━━ Source material ━━

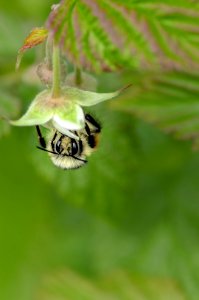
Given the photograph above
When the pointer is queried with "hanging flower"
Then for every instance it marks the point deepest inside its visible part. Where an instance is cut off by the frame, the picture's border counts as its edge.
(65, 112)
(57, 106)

━━━
━━ Source material ━━

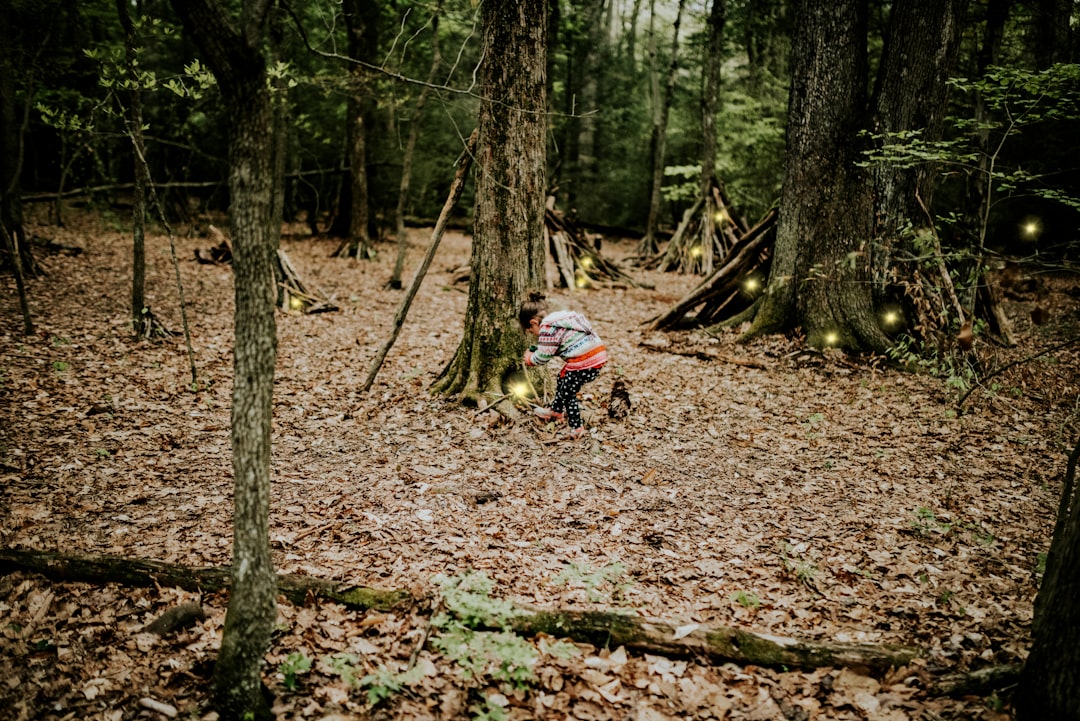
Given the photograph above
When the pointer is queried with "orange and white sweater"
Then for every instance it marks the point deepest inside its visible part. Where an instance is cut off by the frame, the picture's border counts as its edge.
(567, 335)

━━━

■ **Work item**: Find every line of the data that includes the string "pointer". Copy each of those lines.

■ **Result of the exercise**:
When the pointer is queried with "hanging flower"
When the pointer is queried with "orange and white sweater"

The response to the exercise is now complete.